▶ _The exercise_
Extract each line of the data below that contains the string "black".

>> START Working data

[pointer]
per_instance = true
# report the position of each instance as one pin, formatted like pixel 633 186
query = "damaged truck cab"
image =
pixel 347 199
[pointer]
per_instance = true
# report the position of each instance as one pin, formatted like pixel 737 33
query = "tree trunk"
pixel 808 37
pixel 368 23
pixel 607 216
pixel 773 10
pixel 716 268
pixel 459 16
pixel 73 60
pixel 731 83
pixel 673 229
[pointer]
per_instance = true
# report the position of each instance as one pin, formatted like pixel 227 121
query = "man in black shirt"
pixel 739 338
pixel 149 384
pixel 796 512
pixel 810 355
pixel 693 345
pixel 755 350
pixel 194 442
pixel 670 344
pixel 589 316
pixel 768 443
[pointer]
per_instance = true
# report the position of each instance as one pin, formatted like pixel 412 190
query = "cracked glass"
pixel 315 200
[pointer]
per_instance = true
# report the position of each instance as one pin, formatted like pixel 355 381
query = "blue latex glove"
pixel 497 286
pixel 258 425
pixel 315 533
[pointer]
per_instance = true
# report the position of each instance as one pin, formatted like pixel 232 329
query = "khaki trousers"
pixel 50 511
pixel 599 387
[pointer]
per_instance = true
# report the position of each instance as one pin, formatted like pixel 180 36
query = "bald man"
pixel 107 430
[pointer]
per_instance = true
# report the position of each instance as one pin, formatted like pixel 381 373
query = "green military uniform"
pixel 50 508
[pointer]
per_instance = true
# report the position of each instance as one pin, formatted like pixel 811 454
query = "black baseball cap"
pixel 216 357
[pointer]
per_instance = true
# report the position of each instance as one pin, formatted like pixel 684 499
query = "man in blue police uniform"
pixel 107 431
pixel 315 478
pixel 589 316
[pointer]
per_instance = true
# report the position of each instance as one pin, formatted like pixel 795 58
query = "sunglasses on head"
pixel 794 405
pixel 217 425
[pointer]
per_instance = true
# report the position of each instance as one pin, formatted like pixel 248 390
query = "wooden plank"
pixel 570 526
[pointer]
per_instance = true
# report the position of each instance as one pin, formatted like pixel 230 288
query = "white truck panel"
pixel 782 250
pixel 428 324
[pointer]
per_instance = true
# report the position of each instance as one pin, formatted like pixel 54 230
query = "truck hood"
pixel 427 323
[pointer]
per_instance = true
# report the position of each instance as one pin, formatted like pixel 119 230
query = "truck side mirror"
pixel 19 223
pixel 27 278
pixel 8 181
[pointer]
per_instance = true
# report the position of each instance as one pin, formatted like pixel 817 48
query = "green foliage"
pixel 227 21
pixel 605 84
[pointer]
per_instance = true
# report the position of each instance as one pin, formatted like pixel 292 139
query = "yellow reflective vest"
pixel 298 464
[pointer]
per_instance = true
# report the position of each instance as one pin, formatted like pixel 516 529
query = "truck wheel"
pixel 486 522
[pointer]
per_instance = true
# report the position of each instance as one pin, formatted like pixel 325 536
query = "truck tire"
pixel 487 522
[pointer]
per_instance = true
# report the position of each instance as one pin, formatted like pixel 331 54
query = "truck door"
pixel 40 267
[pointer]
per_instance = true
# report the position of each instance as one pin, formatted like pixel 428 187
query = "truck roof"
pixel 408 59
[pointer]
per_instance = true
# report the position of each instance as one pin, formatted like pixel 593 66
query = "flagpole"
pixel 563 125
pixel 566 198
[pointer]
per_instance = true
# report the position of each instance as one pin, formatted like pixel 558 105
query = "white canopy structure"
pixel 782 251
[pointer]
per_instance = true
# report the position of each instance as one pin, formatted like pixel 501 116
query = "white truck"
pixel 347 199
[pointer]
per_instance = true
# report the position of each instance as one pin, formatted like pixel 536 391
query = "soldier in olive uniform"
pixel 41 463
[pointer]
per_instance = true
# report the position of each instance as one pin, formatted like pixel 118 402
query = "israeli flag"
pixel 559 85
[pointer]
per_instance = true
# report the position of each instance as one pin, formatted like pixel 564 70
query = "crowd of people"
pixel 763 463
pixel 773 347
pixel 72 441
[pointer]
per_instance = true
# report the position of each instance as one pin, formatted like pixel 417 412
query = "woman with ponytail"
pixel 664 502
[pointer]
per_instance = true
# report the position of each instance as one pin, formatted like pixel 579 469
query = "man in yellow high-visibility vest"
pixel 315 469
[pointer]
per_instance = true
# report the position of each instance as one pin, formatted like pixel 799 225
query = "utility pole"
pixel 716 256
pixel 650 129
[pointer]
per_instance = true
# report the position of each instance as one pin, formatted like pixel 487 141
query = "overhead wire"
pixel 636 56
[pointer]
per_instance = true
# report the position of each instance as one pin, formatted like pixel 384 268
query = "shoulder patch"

>> END Working data

▶ _Full answer_
query = "man in black shirt"
query = "black baseball cap"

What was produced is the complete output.